▶ _Requirement_
When you return the lines below, go from the first through the line with "box: [4, 0, 133, 151]", keep them exact, and leave out every picture.

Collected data
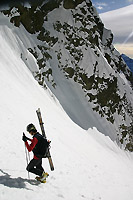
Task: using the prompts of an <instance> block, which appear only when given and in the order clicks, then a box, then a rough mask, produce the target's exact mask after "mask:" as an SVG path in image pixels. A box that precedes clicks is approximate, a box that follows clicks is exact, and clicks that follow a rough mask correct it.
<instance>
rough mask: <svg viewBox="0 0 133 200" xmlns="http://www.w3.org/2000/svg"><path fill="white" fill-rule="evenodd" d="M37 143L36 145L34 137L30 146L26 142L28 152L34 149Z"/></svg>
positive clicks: (35, 139)
mask: <svg viewBox="0 0 133 200" xmlns="http://www.w3.org/2000/svg"><path fill="white" fill-rule="evenodd" d="M37 143H38V139H37V138H36V137H34V138H33V140H32V142H31V144H30V145H29V144H28V142H27V141H26V142H25V145H26V147H27V149H28V151H29V152H30V151H32V150H33V149H34V147H35V146H36V144H37Z"/></svg>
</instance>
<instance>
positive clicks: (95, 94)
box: [4, 0, 133, 151]
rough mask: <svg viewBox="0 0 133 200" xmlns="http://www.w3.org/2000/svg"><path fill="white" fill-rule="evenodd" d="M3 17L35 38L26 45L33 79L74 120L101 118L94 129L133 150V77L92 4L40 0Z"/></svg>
mask: <svg viewBox="0 0 133 200" xmlns="http://www.w3.org/2000/svg"><path fill="white" fill-rule="evenodd" d="M4 14H5V15H7V16H8V17H10V21H11V23H13V24H14V25H15V26H17V27H21V25H23V26H24V27H25V29H26V30H27V32H29V34H32V35H33V36H34V38H35V39H34V42H35V43H34V47H30V46H29V47H26V48H27V49H28V51H29V52H30V53H32V54H33V55H34V57H35V59H36V61H37V64H38V70H37V71H34V70H33V71H32V72H33V74H34V77H35V78H36V80H37V81H38V82H39V84H40V85H42V86H43V87H44V88H47V87H49V88H50V89H51V91H52V92H53V93H54V94H55V96H56V97H57V98H58V99H59V101H60V103H61V105H62V106H63V108H64V109H65V110H66V112H67V114H68V115H69V116H70V117H71V118H72V120H73V121H74V122H76V123H77V124H78V125H80V126H81V127H82V128H84V129H88V128H89V126H90V124H91V119H92V118H94V117H95V118H97V117H98V116H100V117H101V121H100V122H99V126H96V124H94V123H93V126H96V127H97V128H98V129H99V130H100V131H102V132H103V133H104V134H106V135H109V136H110V137H111V138H112V139H113V140H117V141H119V142H120V143H121V144H123V145H124V147H125V148H127V149H129V150H130V151H132V150H133V135H132V133H133V124H132V121H133V114H132V113H133V112H132V111H133V91H132V86H133V77H132V74H131V72H130V70H129V69H128V67H127V66H126V64H125V63H124V62H123V59H122V58H121V55H120V54H119V53H118V52H117V51H116V50H115V48H114V47H113V45H112V41H113V35H112V33H111V31H109V30H107V29H105V28H104V24H103V23H102V21H101V20H100V18H99V16H98V14H97V12H96V10H95V8H94V7H93V6H92V3H91V1H89V0H76V1H75V0H64V1H61V0H59V1H58V0H54V1H50V0H49V1H40V3H39V4H38V3H36V2H34V3H31V6H30V7H24V6H22V5H17V6H16V8H15V9H14V8H10V10H8V11H4ZM66 85H67V87H66ZM66 88H67V90H66ZM72 93H73V97H72ZM75 102H76V103H75ZM81 102H82V103H81ZM70 104H71V106H72V107H73V110H69V105H70ZM79 107H80V109H81V116H77V114H76V109H79ZM106 123H109V124H110V127H111V128H110V130H106V125H105V124H106ZM104 125H105V126H104ZM91 126H92V124H91Z"/></svg>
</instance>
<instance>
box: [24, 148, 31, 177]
mask: <svg viewBox="0 0 133 200" xmlns="http://www.w3.org/2000/svg"><path fill="white" fill-rule="evenodd" d="M24 146H25V155H26V162H27V165H28V155H27V151H26V145H25V144H24ZM29 158H30V155H29ZM28 178H29V179H30V174H29V172H28Z"/></svg>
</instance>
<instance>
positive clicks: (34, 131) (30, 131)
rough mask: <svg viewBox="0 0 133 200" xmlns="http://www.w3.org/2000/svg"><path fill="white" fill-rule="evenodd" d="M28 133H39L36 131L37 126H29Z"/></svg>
mask: <svg viewBox="0 0 133 200" xmlns="http://www.w3.org/2000/svg"><path fill="white" fill-rule="evenodd" d="M27 131H28V132H31V131H33V132H37V130H36V128H35V126H34V125H33V124H29V125H28V126H27Z"/></svg>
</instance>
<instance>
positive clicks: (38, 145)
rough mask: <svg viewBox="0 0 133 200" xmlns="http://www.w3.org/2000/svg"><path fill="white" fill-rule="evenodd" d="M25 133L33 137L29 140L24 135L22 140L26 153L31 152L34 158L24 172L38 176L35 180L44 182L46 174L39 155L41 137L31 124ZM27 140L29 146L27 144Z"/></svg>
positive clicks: (34, 127) (47, 175)
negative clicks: (33, 154) (28, 142)
mask: <svg viewBox="0 0 133 200" xmlns="http://www.w3.org/2000/svg"><path fill="white" fill-rule="evenodd" d="M27 131H28V132H29V134H31V135H32V136H33V139H29V138H28V137H26V136H25V134H24V135H23V137H22V140H23V141H24V142H25V145H26V147H27V149H28V151H29V152H30V151H33V154H34V157H33V159H32V160H31V161H30V163H29V164H28V166H27V168H26V170H27V171H28V172H31V173H33V174H36V175H38V176H39V177H36V179H37V180H40V181H44V180H45V179H46V178H47V177H48V173H45V171H44V169H43V167H42V156H40V154H39V153H40V148H41V138H42V135H41V134H39V133H38V132H37V130H36V128H35V126H34V125H33V124H29V125H28V126H27ZM27 140H29V141H30V142H31V144H29V143H28V142H27Z"/></svg>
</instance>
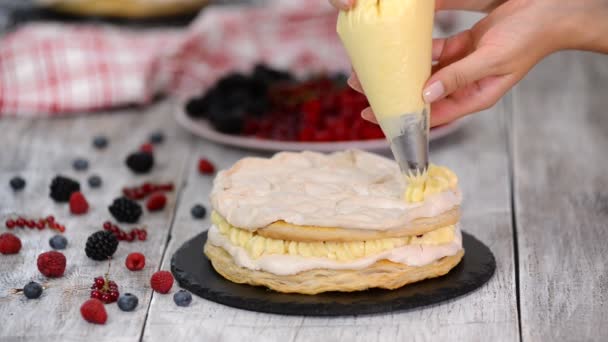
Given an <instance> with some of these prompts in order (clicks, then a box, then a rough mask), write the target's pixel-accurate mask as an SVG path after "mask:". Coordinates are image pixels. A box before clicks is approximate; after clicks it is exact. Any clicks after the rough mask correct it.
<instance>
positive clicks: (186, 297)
mask: <svg viewBox="0 0 608 342" xmlns="http://www.w3.org/2000/svg"><path fill="white" fill-rule="evenodd" d="M173 301H174V302H175V304H177V306H188V305H190V303H191V302H192V295H191V294H190V292H188V291H186V290H179V291H177V292H175V294H174V295H173Z"/></svg>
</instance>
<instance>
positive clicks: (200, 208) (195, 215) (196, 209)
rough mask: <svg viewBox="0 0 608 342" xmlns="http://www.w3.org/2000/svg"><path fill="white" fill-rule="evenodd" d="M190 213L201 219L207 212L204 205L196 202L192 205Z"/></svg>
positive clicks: (201, 218) (195, 216)
mask: <svg viewBox="0 0 608 342" xmlns="http://www.w3.org/2000/svg"><path fill="white" fill-rule="evenodd" d="M190 214H192V217H194V218H195V219H202V218H205V215H206V214H207V209H205V207H203V206H202V205H200V204H197V205H195V206H194V207H192V209H190Z"/></svg>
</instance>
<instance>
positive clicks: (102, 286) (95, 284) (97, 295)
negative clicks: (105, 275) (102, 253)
mask: <svg viewBox="0 0 608 342" xmlns="http://www.w3.org/2000/svg"><path fill="white" fill-rule="evenodd" d="M91 289H93V290H92V291H91V298H95V299H99V300H101V301H102V302H104V303H105V304H109V303H114V302H115V301H117V300H118V297H119V296H120V293H119V292H118V285H116V282H114V281H113V280H110V279H108V275H107V274H106V276H105V277H101V276H100V277H96V278H95V279H93V285H92V286H91Z"/></svg>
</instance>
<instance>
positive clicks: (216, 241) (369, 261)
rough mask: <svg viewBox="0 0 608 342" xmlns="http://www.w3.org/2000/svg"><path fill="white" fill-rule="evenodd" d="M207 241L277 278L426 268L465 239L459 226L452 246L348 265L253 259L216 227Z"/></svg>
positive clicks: (209, 242)
mask: <svg viewBox="0 0 608 342" xmlns="http://www.w3.org/2000/svg"><path fill="white" fill-rule="evenodd" d="M208 241H209V243H211V244H212V245H214V246H217V247H221V248H222V249H224V250H225V251H226V252H227V253H228V254H230V255H231V256H232V259H233V260H234V262H235V263H236V264H237V265H238V266H240V267H244V268H248V269H251V270H256V271H265V272H269V273H272V274H276V275H291V274H297V273H300V272H304V271H308V270H313V269H332V270H360V269H364V268H367V267H369V266H371V265H373V264H375V263H376V262H378V261H379V260H389V261H392V262H395V263H401V264H405V265H409V266H424V265H428V264H430V263H432V262H434V261H436V260H439V259H441V258H443V257H446V256H452V255H455V254H456V253H458V251H460V250H461V249H462V235H461V232H460V227H459V226H458V225H457V226H456V235H455V238H454V241H452V242H451V243H447V244H442V245H435V246H429V245H406V246H402V247H397V248H394V249H391V250H388V251H384V252H381V253H379V254H376V255H371V256H368V257H364V258H360V259H357V260H354V261H347V262H340V261H337V260H332V259H326V258H317V257H301V256H294V255H280V254H277V255H265V256H262V257H260V258H258V259H253V258H251V257H250V256H249V254H248V253H247V251H246V250H245V249H244V248H242V247H239V246H236V245H234V244H232V243H231V242H230V240H229V239H228V238H227V237H225V236H224V235H222V234H221V233H220V231H219V230H218V228H217V227H216V226H215V225H213V226H211V228H209V232H208Z"/></svg>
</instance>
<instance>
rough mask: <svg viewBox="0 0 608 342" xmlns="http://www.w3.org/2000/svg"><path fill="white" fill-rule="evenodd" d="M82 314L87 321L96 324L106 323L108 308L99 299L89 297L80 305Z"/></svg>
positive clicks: (80, 313) (80, 311)
mask: <svg viewBox="0 0 608 342" xmlns="http://www.w3.org/2000/svg"><path fill="white" fill-rule="evenodd" d="M80 314H81V315H82V318H84V319H85V321H87V322H89V323H95V324H105V323H106V321H107V320H108V314H107V313H106V308H105V307H104V306H103V303H102V302H101V301H100V300H99V299H89V300H87V301H86V302H84V304H82V306H81V307H80Z"/></svg>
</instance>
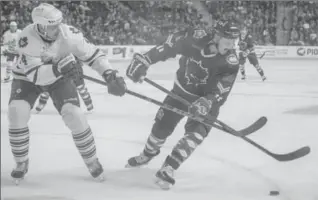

▶ _Exercise output_
Task: using the prompts of an <instance> block, which appear only when given and in the order clicks, then a box, then a rough mask, produce the target's exact mask after "mask:" as an SVG path in image pixels. A box that precedes clicks is approximate, a box that follows clicks is exact, and clicks that follow a rough mask correct it.
<instance>
rough mask: <svg viewBox="0 0 133 200" xmlns="http://www.w3.org/2000/svg"><path fill="white" fill-rule="evenodd" d="M37 143L36 145L34 137L30 146L26 142L28 152L34 149Z"/></svg>
positive clicks: (35, 139)
mask: <svg viewBox="0 0 133 200" xmlns="http://www.w3.org/2000/svg"><path fill="white" fill-rule="evenodd" d="M37 143H38V139H37V138H36V137H34V138H33V140H32V142H31V144H30V145H29V144H28V142H27V141H26V142H25V145H26V147H27V149H28V151H29V152H30V151H32V150H33V149H34V147H35V146H36V144H37Z"/></svg>
</instance>
<instance>
positive clicks: (95, 94)
box: [4, 0, 133, 151]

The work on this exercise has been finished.